* _Directive_
Extract the lines between the one holding "Localize wooden baseball" and the one holding "xmin=379 ymin=306 xmax=463 ymax=406", both included, and reproduce them verbatim.

(Excerpt from a dataset)

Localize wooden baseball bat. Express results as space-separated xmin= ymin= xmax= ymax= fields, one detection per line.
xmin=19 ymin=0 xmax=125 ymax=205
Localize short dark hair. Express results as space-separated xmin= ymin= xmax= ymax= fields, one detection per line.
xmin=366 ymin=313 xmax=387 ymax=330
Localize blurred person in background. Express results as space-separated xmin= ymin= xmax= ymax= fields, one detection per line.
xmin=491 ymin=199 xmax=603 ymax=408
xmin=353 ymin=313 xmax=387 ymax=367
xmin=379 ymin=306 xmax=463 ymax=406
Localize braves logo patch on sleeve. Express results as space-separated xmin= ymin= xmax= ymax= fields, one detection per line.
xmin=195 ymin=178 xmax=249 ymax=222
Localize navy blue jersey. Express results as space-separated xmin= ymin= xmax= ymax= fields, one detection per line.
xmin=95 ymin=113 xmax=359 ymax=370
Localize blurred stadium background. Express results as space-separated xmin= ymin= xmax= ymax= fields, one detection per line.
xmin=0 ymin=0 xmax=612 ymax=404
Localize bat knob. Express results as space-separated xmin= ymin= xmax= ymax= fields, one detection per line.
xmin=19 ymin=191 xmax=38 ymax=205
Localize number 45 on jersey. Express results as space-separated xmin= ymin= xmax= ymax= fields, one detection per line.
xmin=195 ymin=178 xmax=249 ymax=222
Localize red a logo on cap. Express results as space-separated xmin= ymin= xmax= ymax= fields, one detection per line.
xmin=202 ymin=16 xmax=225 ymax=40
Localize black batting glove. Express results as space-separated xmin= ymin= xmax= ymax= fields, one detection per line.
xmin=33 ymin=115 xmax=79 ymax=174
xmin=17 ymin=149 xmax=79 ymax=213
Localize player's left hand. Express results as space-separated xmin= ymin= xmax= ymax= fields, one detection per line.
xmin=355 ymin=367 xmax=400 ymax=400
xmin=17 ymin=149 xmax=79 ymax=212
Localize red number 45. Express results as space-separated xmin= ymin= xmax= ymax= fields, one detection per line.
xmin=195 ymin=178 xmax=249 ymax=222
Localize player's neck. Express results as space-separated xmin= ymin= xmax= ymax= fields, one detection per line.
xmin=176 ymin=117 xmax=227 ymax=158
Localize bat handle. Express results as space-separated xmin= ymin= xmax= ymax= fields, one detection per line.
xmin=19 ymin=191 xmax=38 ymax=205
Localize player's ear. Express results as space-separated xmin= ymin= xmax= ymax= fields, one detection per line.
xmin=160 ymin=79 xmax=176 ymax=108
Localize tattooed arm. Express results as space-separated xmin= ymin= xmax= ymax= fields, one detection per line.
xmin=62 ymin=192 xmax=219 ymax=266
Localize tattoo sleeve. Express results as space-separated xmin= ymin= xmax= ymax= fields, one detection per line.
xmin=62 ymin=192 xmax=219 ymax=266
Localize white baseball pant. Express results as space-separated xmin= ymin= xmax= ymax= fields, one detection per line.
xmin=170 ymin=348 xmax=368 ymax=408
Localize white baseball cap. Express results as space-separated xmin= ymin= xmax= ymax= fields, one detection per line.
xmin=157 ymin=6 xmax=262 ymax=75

--

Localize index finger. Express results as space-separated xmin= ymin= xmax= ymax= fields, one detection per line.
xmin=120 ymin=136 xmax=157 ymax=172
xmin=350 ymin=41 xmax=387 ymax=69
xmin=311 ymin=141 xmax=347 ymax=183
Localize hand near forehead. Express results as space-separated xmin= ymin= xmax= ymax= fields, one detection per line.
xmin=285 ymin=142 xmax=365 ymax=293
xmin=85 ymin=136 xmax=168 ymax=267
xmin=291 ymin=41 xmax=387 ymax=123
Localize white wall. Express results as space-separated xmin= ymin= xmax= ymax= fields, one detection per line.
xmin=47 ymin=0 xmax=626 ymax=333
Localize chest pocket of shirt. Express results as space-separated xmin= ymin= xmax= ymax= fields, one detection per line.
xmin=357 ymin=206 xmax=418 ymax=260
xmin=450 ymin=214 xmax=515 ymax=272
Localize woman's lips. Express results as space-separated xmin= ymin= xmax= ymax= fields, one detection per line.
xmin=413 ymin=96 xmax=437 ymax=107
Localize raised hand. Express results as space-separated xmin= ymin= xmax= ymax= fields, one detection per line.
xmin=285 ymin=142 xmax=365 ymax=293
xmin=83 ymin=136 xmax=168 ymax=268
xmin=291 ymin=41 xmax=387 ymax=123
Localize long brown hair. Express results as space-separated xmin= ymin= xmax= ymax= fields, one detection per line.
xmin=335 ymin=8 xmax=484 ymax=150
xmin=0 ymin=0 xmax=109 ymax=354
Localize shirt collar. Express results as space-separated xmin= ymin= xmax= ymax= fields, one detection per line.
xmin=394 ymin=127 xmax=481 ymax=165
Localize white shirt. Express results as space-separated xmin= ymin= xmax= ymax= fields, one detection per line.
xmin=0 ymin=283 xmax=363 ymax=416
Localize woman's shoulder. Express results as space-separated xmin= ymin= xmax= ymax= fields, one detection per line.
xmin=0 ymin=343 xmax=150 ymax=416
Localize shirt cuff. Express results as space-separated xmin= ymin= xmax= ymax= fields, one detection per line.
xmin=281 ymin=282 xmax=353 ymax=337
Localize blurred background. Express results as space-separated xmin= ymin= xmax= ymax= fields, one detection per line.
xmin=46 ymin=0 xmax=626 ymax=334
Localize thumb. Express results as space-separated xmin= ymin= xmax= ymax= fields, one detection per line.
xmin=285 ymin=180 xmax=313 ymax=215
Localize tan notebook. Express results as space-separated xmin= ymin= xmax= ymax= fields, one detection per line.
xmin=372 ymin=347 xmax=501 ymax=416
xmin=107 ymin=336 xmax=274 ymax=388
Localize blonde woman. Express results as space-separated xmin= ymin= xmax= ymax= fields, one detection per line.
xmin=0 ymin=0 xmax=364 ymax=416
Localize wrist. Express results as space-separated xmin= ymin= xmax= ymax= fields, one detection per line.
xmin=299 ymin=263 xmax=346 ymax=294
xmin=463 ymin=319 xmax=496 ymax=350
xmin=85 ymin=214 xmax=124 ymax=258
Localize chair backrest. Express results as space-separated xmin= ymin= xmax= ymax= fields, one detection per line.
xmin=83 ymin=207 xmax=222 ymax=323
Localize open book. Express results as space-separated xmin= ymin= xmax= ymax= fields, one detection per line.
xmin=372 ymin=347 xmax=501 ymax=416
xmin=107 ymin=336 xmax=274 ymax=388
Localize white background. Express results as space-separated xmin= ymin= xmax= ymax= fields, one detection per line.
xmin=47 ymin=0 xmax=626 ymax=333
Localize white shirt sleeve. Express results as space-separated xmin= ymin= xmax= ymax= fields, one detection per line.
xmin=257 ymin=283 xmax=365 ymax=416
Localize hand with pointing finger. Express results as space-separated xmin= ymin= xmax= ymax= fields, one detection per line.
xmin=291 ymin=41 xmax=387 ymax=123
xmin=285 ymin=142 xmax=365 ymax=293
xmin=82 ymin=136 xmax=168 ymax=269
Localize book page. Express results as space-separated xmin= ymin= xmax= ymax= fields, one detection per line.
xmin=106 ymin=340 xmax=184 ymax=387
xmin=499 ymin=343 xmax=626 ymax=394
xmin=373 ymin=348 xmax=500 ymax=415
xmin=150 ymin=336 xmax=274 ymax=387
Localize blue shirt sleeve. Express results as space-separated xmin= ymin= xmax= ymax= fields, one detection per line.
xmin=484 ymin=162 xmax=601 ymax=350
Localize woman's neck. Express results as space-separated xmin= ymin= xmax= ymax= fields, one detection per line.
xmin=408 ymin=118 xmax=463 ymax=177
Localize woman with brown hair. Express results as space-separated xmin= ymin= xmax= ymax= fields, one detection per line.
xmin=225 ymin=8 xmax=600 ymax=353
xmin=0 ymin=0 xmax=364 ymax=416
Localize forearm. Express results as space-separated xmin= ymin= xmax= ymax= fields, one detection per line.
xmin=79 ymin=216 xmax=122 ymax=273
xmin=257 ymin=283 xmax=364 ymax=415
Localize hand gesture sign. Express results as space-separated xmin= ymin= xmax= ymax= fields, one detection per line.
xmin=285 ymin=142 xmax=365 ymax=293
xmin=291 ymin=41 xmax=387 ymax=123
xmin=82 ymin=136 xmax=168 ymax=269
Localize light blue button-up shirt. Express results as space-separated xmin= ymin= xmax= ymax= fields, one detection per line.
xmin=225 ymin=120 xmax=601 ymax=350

* _Exercise answer_
Localize wooden baseball bat. Express results as space-separated xmin= ymin= xmax= ymax= fields, one detection per line.
xmin=19 ymin=0 xmax=125 ymax=205
Localize short dark hair. Express results as space-separated xmin= ymin= xmax= ymax= fields, one detection per line.
xmin=366 ymin=313 xmax=387 ymax=330
Localize blurred person in background. Express results as space-separated xmin= ymin= xmax= ymax= fields, one detection per line.
xmin=491 ymin=199 xmax=603 ymax=408
xmin=353 ymin=313 xmax=387 ymax=367
xmin=379 ymin=306 xmax=463 ymax=406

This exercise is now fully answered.